_DIRECTIONS FOR THIS TASK_. Please repeat, without alteration, the line containing "Outline any gray background you see." and every line that follows it to the end of the entries below, and only those lines.

** Opening EXTRACTED INFORMATION block **

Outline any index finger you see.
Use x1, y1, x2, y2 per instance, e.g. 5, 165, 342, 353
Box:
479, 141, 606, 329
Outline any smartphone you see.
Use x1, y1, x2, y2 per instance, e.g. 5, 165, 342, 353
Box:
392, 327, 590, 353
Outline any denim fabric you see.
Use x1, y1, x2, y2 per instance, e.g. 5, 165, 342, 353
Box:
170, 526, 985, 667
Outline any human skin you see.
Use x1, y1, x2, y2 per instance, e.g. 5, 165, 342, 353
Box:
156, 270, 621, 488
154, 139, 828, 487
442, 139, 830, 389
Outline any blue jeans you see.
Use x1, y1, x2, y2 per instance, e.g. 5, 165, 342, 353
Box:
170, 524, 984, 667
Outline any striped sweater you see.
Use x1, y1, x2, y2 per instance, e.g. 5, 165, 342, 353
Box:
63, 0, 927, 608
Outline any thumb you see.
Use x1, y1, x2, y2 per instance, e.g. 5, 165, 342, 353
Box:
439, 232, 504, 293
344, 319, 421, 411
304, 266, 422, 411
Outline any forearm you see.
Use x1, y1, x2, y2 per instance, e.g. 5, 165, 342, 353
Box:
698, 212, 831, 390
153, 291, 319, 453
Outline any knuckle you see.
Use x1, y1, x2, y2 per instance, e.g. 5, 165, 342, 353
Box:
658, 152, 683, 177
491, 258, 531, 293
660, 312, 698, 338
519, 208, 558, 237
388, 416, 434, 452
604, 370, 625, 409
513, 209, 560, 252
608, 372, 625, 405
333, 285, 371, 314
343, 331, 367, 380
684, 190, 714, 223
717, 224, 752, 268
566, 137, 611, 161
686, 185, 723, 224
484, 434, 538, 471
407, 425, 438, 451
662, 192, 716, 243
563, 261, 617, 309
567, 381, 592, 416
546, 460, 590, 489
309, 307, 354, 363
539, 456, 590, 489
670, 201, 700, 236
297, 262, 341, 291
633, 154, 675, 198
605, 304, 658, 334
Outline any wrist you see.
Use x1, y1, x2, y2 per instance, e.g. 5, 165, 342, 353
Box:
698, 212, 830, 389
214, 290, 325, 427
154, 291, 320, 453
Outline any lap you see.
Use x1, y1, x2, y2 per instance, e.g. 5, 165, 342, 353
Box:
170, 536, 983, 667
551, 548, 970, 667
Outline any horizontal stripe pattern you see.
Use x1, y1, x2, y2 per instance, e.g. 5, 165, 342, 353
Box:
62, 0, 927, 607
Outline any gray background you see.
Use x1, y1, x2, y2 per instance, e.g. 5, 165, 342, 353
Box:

** Closing EXTRACTED INFORMATION block **

_WRITTEN RESPONSE_.
Outline any gray background you see.
Use x1, y1, x2, y2 per instance, e.g. 5, 165, 342, 353
Box:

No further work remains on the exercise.